## WORK REQUIRED
Copy the lines verbatim, beginning with the line that contains "Each instance of the metal" and continuing through the end of the data, and only those lines.

###

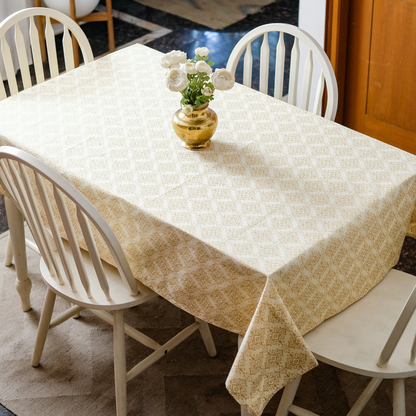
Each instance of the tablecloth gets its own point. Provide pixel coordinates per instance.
(284, 221)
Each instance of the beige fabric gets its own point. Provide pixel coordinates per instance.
(284, 221)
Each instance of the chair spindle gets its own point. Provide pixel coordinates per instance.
(72, 239)
(36, 53)
(280, 67)
(294, 73)
(22, 56)
(68, 50)
(248, 67)
(307, 80)
(50, 43)
(264, 64)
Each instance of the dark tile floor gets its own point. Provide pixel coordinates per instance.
(186, 35)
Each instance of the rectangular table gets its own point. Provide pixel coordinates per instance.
(284, 221)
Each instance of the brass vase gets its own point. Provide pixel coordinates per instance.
(195, 130)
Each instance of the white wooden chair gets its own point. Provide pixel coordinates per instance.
(362, 338)
(70, 28)
(76, 275)
(326, 77)
(11, 24)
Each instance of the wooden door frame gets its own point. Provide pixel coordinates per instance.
(336, 43)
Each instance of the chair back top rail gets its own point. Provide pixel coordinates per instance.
(326, 76)
(23, 176)
(22, 53)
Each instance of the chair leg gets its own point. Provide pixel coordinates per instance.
(8, 260)
(120, 372)
(365, 396)
(43, 328)
(399, 402)
(287, 397)
(207, 338)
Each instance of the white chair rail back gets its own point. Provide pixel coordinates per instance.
(397, 332)
(23, 176)
(69, 26)
(326, 76)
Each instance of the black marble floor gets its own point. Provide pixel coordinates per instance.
(186, 35)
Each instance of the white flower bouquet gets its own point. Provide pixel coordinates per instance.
(194, 78)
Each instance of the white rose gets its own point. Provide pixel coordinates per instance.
(222, 79)
(207, 91)
(202, 52)
(187, 109)
(190, 68)
(202, 66)
(177, 79)
(173, 59)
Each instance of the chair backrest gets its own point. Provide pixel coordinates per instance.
(23, 177)
(326, 77)
(69, 26)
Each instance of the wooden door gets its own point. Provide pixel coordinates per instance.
(380, 80)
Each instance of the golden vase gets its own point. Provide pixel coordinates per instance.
(195, 130)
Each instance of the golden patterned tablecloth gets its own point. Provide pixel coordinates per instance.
(284, 221)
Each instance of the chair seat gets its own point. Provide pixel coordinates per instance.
(353, 339)
(120, 297)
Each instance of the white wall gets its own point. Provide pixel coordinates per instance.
(312, 20)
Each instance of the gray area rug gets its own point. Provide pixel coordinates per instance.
(76, 372)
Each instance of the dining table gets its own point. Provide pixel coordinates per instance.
(284, 221)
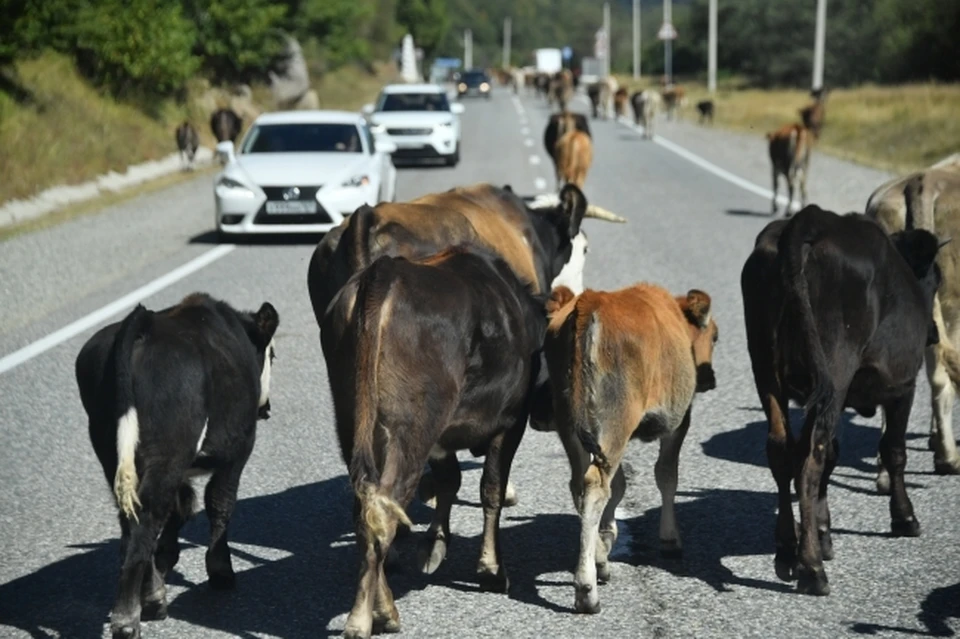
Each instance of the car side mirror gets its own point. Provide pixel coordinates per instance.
(225, 152)
(386, 146)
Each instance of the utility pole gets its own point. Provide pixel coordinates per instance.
(506, 43)
(668, 43)
(606, 44)
(467, 49)
(712, 49)
(819, 41)
(636, 39)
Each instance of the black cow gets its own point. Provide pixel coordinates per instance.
(426, 358)
(837, 315)
(169, 395)
(226, 125)
(705, 107)
(187, 143)
(557, 125)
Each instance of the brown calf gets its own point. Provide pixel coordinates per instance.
(574, 155)
(789, 148)
(623, 365)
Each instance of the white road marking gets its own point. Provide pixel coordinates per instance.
(104, 313)
(708, 166)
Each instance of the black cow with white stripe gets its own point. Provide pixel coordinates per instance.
(170, 395)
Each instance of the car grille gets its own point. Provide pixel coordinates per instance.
(409, 131)
(275, 194)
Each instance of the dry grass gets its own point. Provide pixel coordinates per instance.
(897, 128)
(62, 131)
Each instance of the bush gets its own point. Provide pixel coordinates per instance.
(136, 46)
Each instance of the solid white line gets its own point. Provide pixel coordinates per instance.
(709, 166)
(104, 313)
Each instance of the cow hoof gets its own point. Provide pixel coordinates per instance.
(603, 573)
(587, 601)
(153, 611)
(785, 565)
(223, 581)
(905, 527)
(947, 467)
(883, 483)
(431, 554)
(128, 631)
(671, 549)
(510, 496)
(813, 582)
(493, 582)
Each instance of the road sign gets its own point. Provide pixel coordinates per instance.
(667, 32)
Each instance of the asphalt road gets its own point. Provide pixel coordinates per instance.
(291, 533)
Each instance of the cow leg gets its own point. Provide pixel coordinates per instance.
(220, 498)
(665, 472)
(433, 546)
(493, 488)
(608, 526)
(893, 451)
(138, 551)
(818, 435)
(823, 507)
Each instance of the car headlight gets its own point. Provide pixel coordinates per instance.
(236, 188)
(357, 180)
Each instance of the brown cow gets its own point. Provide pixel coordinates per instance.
(789, 148)
(574, 155)
(623, 365)
(814, 114)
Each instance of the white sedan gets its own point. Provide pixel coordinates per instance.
(301, 172)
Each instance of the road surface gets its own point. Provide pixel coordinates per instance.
(693, 217)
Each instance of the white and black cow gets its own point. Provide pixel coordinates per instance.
(170, 395)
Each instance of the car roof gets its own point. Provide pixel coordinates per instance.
(414, 88)
(309, 117)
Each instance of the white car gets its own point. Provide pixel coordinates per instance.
(420, 120)
(301, 172)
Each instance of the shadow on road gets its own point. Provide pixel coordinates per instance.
(278, 239)
(939, 606)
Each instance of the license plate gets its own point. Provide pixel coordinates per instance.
(280, 208)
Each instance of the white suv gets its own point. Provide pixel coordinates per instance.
(420, 120)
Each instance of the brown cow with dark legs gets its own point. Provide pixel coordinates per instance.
(426, 358)
(789, 148)
(623, 365)
(838, 315)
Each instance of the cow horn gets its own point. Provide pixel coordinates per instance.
(595, 211)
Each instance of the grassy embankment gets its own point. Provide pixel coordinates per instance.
(897, 128)
(57, 129)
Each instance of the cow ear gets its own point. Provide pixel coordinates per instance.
(267, 321)
(696, 308)
(573, 206)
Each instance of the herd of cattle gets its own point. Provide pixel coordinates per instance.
(451, 321)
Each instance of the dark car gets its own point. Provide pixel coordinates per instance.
(473, 83)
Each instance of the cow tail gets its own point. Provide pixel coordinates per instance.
(376, 509)
(125, 480)
(795, 283)
(582, 382)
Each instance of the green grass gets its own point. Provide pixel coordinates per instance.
(897, 128)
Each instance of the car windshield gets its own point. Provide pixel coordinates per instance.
(303, 138)
(414, 102)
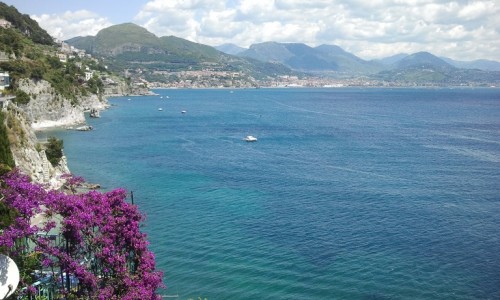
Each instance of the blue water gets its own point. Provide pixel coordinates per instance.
(348, 193)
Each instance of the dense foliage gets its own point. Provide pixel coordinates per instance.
(6, 158)
(100, 252)
(25, 24)
(36, 62)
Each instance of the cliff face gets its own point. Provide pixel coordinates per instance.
(45, 109)
(28, 152)
(48, 109)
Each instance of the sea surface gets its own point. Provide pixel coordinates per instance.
(347, 194)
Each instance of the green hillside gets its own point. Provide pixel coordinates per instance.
(131, 47)
(25, 24)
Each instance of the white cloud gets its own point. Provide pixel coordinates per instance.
(465, 29)
(71, 24)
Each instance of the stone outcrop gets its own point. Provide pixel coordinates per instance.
(48, 109)
(28, 152)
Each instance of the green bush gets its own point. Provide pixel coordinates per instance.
(54, 150)
(22, 97)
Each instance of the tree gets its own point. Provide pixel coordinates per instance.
(54, 150)
(6, 158)
(100, 244)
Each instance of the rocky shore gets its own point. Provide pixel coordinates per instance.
(45, 110)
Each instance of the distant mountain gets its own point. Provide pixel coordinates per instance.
(424, 67)
(231, 49)
(297, 56)
(129, 46)
(481, 64)
(25, 24)
(421, 60)
(391, 59)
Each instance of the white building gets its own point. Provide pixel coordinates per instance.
(88, 75)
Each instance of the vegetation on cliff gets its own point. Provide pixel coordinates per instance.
(89, 246)
(6, 158)
(76, 246)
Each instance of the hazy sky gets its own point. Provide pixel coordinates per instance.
(460, 29)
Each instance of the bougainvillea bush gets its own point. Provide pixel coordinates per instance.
(99, 244)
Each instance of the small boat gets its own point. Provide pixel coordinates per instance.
(84, 128)
(94, 113)
(250, 138)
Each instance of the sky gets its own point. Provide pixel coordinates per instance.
(459, 29)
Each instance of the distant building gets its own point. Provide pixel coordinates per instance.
(62, 57)
(88, 75)
(4, 80)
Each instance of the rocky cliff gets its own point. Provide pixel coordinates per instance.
(28, 152)
(48, 109)
(45, 109)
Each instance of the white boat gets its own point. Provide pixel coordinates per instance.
(94, 113)
(84, 128)
(250, 138)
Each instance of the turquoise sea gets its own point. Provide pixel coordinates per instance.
(348, 193)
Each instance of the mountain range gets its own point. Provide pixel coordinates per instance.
(129, 46)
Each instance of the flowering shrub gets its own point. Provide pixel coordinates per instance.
(100, 243)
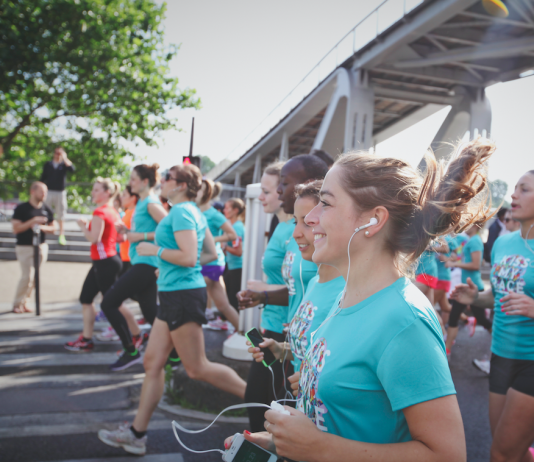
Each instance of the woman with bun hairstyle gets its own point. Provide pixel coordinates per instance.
(222, 231)
(102, 235)
(140, 281)
(375, 383)
(234, 211)
(183, 243)
(511, 378)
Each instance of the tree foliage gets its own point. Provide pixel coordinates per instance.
(498, 189)
(91, 75)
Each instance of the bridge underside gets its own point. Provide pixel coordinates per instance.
(443, 53)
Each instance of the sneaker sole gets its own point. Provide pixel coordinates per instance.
(77, 350)
(126, 447)
(126, 366)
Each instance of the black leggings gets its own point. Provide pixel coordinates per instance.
(100, 278)
(260, 386)
(138, 282)
(479, 313)
(232, 281)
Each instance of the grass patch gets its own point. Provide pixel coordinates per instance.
(175, 396)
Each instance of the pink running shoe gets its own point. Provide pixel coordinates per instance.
(471, 324)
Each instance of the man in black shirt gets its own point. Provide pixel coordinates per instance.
(27, 215)
(54, 173)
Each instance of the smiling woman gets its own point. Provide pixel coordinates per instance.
(381, 345)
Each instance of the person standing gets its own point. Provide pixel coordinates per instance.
(102, 235)
(234, 211)
(54, 173)
(139, 281)
(183, 243)
(27, 215)
(497, 229)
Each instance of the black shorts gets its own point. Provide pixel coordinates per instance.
(100, 278)
(126, 265)
(179, 307)
(511, 373)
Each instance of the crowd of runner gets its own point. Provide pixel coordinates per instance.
(364, 350)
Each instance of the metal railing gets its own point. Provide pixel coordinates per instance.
(377, 21)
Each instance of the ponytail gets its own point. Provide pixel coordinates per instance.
(447, 199)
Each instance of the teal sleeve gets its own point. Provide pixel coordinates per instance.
(182, 220)
(414, 368)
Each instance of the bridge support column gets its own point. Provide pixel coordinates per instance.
(472, 114)
(360, 112)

###

## OUTPUT
Each instance of the metal railing gets its own point. Provide pixel coordinates per instance.
(377, 21)
Each instance of the ponytail gets its own point. Provide pixel coordinates per instance.
(447, 199)
Each instance of the teal sleeve gets its own point. Provide pixel coordinates per instance.
(182, 220)
(414, 368)
Each instance of the bridge support column gets its own point. Provide pixel coordinates per instance.
(472, 114)
(360, 112)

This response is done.